====== TEXT PASSAGE ======
I really like @ice2038's proposal, it would be very useful in our use case.

It would be also nice for our us to separate edit permissions in query edit and results update permissions, so that a user could refresh existing queries but not changing the underlying code nor creating new ones.

gseva avatar Aug 13 '19 21:08 gseva

What's the status of this issue? I'm waiting to implement redash for our organization but need this enhancement (similar to what @ice2038 proposed) first.

lsmoker avatar Oct 30 '19 14:10 lsmoker

+1

simzen85 avatar Nov 19 '19 10:11 simzen85

This would be hugely valuable. Even just simple dashboard-level permissions would help a ton so that certain dashboards can be restricted to certain groups of users.

daniellangnet avatar Jan 02 '20 02:01 daniellangnet

+1

qmgeng avatar Jan 07 '20 02:01 qmgeng

+1

Vitorjardim avatar Jan 07 '20 16:01 Vitorjardim

@arikfr Any update with the progress of this issue? We're looking forward to the new & improved Redash user access controls / permissions.

gilbzs avatar Jan 20 '20 04:01 gilbzs

+1

TimothyZhang avatar Feb 11 '20 04:02 TimothyZhang

+1

mikkojirnexu avatar Feb 28 '20 09:02 mikkojirnexu

Like @gseva we came across is the need to separate edit permissions from refresh permissions. We need to be able to restrict some users from refreshing (slow) queries so they are forced to use the scheduled results. We also need a separate permission to let some users use dangerous parameters without giving them full edit permission. Obviously this has security issues but we can decide internally on a per user basis whether they are likely to or even have the knowledge to abuse it.

lolaslade avatar Feb 28 '20 16:02 lolaslade

What is the status of this?
======
• SET PROBLEM A: Please recast the entries as a numbered list, starting at the line containing "Could you please annotate the sky" and ending with the last of the entries. Drop blank lines and leave the pictures out.
====== DATA EXTRACT ======
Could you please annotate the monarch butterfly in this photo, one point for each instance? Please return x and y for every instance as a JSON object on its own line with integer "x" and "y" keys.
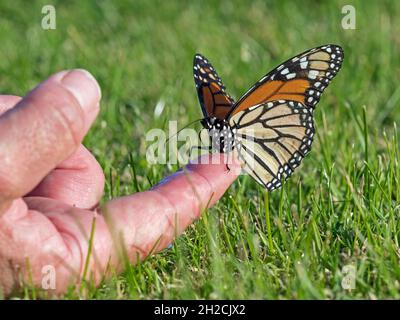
{"x": 271, "y": 126}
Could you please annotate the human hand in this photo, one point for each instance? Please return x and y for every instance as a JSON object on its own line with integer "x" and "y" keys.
{"x": 50, "y": 187}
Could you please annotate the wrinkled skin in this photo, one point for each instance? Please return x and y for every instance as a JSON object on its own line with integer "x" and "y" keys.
{"x": 50, "y": 186}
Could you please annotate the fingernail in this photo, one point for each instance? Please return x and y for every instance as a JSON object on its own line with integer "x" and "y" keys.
{"x": 83, "y": 87}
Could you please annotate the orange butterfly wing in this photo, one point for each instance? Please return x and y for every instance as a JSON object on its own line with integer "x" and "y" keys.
{"x": 214, "y": 101}
{"x": 302, "y": 79}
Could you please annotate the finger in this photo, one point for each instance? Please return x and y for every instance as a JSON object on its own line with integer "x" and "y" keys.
{"x": 44, "y": 129}
{"x": 42, "y": 238}
{"x": 148, "y": 221}
{"x": 77, "y": 181}
{"x": 7, "y": 102}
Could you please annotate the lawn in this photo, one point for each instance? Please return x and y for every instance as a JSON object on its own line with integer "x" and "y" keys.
{"x": 336, "y": 217}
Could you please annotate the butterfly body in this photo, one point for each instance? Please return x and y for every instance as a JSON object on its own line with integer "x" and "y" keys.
{"x": 270, "y": 128}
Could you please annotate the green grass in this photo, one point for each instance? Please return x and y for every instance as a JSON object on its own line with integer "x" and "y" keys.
{"x": 340, "y": 208}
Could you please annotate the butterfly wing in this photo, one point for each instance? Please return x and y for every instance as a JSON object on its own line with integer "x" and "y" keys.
{"x": 214, "y": 101}
{"x": 272, "y": 138}
{"x": 302, "y": 78}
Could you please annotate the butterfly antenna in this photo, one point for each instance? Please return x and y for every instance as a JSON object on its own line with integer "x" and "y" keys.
{"x": 188, "y": 125}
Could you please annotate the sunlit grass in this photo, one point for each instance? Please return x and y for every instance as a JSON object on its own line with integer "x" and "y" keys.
{"x": 340, "y": 208}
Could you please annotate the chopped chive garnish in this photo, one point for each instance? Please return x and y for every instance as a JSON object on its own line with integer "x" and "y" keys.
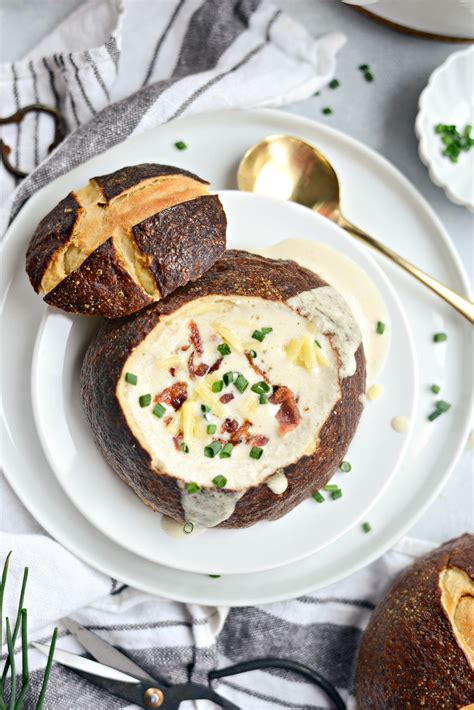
{"x": 159, "y": 410}
{"x": 212, "y": 449}
{"x": 220, "y": 481}
{"x": 228, "y": 378}
{"x": 260, "y": 387}
{"x": 226, "y": 452}
{"x": 144, "y": 400}
{"x": 241, "y": 383}
{"x": 192, "y": 488}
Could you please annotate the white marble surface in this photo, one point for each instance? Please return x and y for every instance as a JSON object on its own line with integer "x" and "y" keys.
{"x": 380, "y": 114}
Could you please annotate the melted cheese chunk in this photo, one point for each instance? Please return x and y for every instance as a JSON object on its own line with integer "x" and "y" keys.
{"x": 213, "y": 410}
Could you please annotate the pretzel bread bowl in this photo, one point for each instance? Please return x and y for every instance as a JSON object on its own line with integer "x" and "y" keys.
{"x": 126, "y": 240}
{"x": 418, "y": 649}
{"x": 232, "y": 399}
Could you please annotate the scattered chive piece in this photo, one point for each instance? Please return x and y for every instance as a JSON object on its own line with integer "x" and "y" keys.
{"x": 226, "y": 452}
{"x": 228, "y": 378}
{"x": 144, "y": 400}
{"x": 241, "y": 383}
{"x": 220, "y": 481}
{"x": 159, "y": 410}
{"x": 192, "y": 488}
{"x": 212, "y": 449}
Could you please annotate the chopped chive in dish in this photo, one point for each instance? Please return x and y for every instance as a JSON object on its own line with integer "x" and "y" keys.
{"x": 159, "y": 410}
{"x": 220, "y": 481}
{"x": 192, "y": 488}
{"x": 241, "y": 383}
{"x": 226, "y": 452}
{"x": 212, "y": 449}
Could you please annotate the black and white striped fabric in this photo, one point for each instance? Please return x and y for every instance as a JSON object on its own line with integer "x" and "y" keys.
{"x": 114, "y": 69}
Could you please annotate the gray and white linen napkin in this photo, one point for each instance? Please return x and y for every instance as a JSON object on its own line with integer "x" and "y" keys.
{"x": 115, "y": 69}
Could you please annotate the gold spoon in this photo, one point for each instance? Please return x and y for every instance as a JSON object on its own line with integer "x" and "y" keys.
{"x": 288, "y": 168}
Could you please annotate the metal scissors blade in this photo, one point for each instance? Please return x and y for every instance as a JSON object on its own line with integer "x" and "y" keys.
{"x": 85, "y": 665}
{"x": 104, "y": 652}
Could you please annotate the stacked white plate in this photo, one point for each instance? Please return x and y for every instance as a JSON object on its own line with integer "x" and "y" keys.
{"x": 51, "y": 461}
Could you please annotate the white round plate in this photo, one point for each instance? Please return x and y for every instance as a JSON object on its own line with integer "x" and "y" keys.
{"x": 404, "y": 221}
{"x": 448, "y": 98}
{"x": 67, "y": 439}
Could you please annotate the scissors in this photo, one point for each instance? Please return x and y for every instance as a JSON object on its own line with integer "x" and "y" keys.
{"x": 119, "y": 675}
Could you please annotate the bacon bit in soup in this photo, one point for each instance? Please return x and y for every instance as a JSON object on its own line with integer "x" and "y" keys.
{"x": 174, "y": 395}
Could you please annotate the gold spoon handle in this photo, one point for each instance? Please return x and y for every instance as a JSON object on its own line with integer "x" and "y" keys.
{"x": 460, "y": 303}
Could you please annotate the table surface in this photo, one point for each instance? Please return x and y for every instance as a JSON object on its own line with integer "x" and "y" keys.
{"x": 381, "y": 115}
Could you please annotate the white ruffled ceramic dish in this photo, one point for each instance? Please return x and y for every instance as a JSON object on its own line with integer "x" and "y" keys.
{"x": 448, "y": 98}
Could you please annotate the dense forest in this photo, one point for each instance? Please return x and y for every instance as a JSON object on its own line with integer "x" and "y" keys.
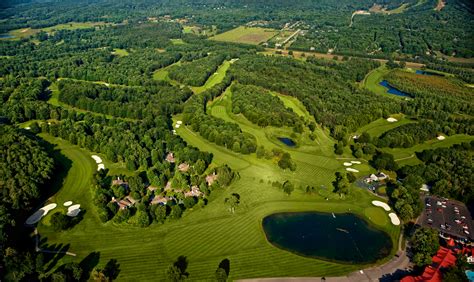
{"x": 25, "y": 170}
{"x": 196, "y": 73}
{"x": 447, "y": 171}
{"x": 441, "y": 105}
{"x": 261, "y": 107}
{"x": 153, "y": 100}
{"x": 328, "y": 94}
{"x": 93, "y": 87}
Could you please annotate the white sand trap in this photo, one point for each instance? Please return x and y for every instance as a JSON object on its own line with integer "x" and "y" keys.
{"x": 97, "y": 159}
{"x": 73, "y": 213}
{"x": 394, "y": 218}
{"x": 34, "y": 218}
{"x": 73, "y": 207}
{"x": 352, "y": 169}
{"x": 381, "y": 204}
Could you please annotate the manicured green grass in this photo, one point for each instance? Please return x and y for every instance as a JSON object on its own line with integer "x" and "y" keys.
{"x": 407, "y": 153}
{"x": 177, "y": 41}
{"x": 120, "y": 52}
{"x": 378, "y": 127}
{"x": 246, "y": 35}
{"x": 210, "y": 234}
{"x": 205, "y": 236}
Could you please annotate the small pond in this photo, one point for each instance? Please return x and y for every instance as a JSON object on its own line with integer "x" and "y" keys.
{"x": 428, "y": 73}
{"x": 393, "y": 90}
{"x": 287, "y": 141}
{"x": 344, "y": 238}
{"x": 6, "y": 36}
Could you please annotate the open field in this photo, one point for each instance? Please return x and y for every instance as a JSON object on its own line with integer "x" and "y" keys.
{"x": 27, "y": 32}
{"x": 246, "y": 35}
{"x": 302, "y": 55}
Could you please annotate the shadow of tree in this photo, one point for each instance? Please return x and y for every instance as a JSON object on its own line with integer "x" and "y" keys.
{"x": 225, "y": 264}
{"x": 88, "y": 264}
{"x": 182, "y": 264}
{"x": 57, "y": 252}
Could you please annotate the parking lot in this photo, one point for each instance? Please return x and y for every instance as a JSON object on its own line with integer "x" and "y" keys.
{"x": 450, "y": 217}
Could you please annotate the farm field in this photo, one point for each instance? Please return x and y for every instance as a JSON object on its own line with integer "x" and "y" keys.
{"x": 27, "y": 32}
{"x": 246, "y": 35}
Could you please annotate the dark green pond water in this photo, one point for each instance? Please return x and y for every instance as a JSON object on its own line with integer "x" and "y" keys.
{"x": 344, "y": 238}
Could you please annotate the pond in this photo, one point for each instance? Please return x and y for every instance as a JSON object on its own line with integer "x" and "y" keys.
{"x": 428, "y": 73}
{"x": 393, "y": 90}
{"x": 287, "y": 141}
{"x": 344, "y": 238}
{"x": 6, "y": 36}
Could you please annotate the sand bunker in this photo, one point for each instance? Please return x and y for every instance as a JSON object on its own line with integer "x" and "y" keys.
{"x": 394, "y": 218}
{"x": 352, "y": 170}
{"x": 97, "y": 159}
{"x": 34, "y": 218}
{"x": 381, "y": 204}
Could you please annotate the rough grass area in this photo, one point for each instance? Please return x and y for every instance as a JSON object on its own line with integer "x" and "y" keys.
{"x": 247, "y": 35}
{"x": 27, "y": 32}
{"x": 209, "y": 235}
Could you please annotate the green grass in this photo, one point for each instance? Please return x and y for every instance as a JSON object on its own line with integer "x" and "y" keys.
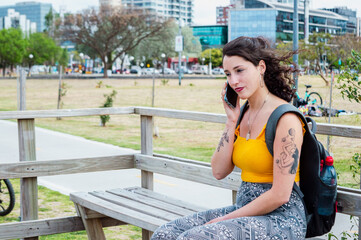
{"x": 181, "y": 138}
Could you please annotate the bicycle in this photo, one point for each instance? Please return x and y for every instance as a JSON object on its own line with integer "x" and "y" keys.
{"x": 312, "y": 98}
{"x": 7, "y": 197}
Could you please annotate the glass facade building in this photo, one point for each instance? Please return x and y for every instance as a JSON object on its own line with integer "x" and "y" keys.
{"x": 253, "y": 23}
{"x": 213, "y": 36}
{"x": 34, "y": 11}
{"x": 168, "y": 8}
{"x": 275, "y": 21}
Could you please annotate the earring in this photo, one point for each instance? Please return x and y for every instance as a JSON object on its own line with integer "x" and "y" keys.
{"x": 261, "y": 82}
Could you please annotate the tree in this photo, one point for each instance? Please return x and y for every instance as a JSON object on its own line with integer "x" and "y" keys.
{"x": 349, "y": 81}
{"x": 192, "y": 46}
{"x": 112, "y": 32}
{"x": 319, "y": 49}
{"x": 12, "y": 47}
{"x": 343, "y": 46}
{"x": 214, "y": 54}
{"x": 43, "y": 49}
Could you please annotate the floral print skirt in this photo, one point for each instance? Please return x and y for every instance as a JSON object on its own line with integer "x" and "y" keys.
{"x": 286, "y": 222}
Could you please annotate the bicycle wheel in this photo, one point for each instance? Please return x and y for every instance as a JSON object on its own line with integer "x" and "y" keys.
{"x": 7, "y": 197}
{"x": 314, "y": 99}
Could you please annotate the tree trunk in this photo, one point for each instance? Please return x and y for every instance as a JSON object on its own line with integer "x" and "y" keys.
{"x": 318, "y": 67}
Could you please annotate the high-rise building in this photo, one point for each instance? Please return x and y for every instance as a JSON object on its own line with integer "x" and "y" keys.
{"x": 349, "y": 14}
{"x": 211, "y": 36}
{"x": 16, "y": 20}
{"x": 274, "y": 21}
{"x": 222, "y": 15}
{"x": 177, "y": 9}
{"x": 358, "y": 27}
{"x": 34, "y": 11}
{"x": 110, "y": 3}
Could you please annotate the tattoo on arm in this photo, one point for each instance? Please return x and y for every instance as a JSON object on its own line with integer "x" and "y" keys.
{"x": 288, "y": 159}
{"x": 224, "y": 137}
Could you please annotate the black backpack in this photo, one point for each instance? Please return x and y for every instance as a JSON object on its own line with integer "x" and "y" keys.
{"x": 311, "y": 186}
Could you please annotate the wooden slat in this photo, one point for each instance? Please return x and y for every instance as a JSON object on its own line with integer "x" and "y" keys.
{"x": 93, "y": 226}
{"x": 188, "y": 171}
{"x": 339, "y": 130}
{"x": 29, "y": 185}
{"x": 166, "y": 199}
{"x": 180, "y": 114}
{"x": 323, "y": 128}
{"x": 146, "y": 199}
{"x": 349, "y": 202}
{"x": 65, "y": 113}
{"x": 136, "y": 206}
{"x": 50, "y": 226}
{"x": 117, "y": 212}
{"x": 69, "y": 166}
{"x": 147, "y": 148}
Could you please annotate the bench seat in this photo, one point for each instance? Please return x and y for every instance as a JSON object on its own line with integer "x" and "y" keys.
{"x": 136, "y": 206}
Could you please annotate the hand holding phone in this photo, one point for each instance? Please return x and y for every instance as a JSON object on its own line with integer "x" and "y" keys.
{"x": 231, "y": 97}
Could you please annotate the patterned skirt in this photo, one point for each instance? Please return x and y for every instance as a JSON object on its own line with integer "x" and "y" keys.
{"x": 286, "y": 222}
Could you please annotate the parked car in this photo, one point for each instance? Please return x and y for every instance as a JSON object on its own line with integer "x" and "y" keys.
{"x": 135, "y": 70}
{"x": 150, "y": 71}
{"x": 184, "y": 70}
{"x": 168, "y": 71}
{"x": 200, "y": 69}
{"x": 217, "y": 71}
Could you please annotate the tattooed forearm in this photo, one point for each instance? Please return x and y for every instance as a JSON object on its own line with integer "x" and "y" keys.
{"x": 288, "y": 159}
{"x": 224, "y": 137}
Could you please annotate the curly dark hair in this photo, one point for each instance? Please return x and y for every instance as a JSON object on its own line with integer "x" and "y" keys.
{"x": 278, "y": 70}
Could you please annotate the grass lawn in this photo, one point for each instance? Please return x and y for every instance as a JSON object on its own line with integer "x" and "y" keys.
{"x": 182, "y": 138}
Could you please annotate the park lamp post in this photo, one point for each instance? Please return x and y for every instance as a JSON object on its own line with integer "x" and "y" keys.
{"x": 81, "y": 55}
{"x": 179, "y": 49}
{"x": 163, "y": 58}
{"x": 31, "y": 56}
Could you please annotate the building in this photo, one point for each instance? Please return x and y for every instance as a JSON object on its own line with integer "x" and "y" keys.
{"x": 34, "y": 11}
{"x": 349, "y": 14}
{"x": 222, "y": 15}
{"x": 110, "y": 3}
{"x": 16, "y": 20}
{"x": 167, "y": 8}
{"x": 275, "y": 21}
{"x": 211, "y": 36}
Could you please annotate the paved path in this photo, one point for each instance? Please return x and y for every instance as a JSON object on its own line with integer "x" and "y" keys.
{"x": 51, "y": 145}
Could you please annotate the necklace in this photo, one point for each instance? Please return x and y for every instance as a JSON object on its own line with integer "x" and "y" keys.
{"x": 248, "y": 122}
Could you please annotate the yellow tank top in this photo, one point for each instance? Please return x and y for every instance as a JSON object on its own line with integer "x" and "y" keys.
{"x": 254, "y": 159}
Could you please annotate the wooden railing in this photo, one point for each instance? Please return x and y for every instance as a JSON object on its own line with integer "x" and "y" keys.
{"x": 28, "y": 169}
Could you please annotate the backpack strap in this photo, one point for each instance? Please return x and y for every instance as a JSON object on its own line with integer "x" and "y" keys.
{"x": 273, "y": 121}
{"x": 243, "y": 110}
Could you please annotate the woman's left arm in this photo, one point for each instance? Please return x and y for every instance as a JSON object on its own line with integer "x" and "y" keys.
{"x": 287, "y": 149}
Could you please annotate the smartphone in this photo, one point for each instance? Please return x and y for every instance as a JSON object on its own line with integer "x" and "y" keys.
{"x": 231, "y": 97}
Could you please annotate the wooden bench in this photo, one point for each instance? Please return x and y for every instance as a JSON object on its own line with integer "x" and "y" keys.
{"x": 137, "y": 206}
{"x": 147, "y": 209}
{"x": 97, "y": 212}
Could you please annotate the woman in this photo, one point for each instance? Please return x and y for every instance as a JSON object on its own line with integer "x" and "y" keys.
{"x": 266, "y": 206}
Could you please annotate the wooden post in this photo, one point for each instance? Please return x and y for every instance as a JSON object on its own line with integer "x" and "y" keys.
{"x": 27, "y": 152}
{"x": 146, "y": 148}
{"x": 234, "y": 196}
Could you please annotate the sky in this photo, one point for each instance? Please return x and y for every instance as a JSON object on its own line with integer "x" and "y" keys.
{"x": 204, "y": 10}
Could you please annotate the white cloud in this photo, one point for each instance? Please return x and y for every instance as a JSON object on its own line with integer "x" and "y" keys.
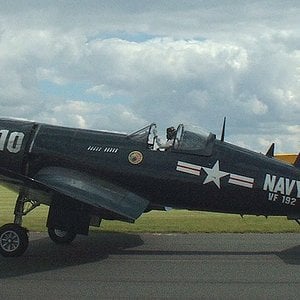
======
• SET PROBLEM B:
Answer these questions about the Redash permissions thread:
(i) Whose proposal does the first comment say it really likes?
(ii) What simple level of permissions does one commenter say would help a ton?
(iii) Why do some users need to be restricted from refreshing slow queries?

• TASK SOLUTION A:
1. Could you please annotate the sky in this photo, one point for each instance? Please return x and y for every instance as a JSON object on its own line with integer "x" and "y" keys.
2. {"x": 204, "y": 10}
3. Could you please annotate the white cloud in this photo, one point for each instance? Please return x and y for every instance as a JSON object on its own line with integer "x" and "y" keys.

• TASK SOLUTION B:
(i) @ice2038's proposal.
(ii) Dashboard-level permissions.
(iii) So they are forced to use the scheduled results.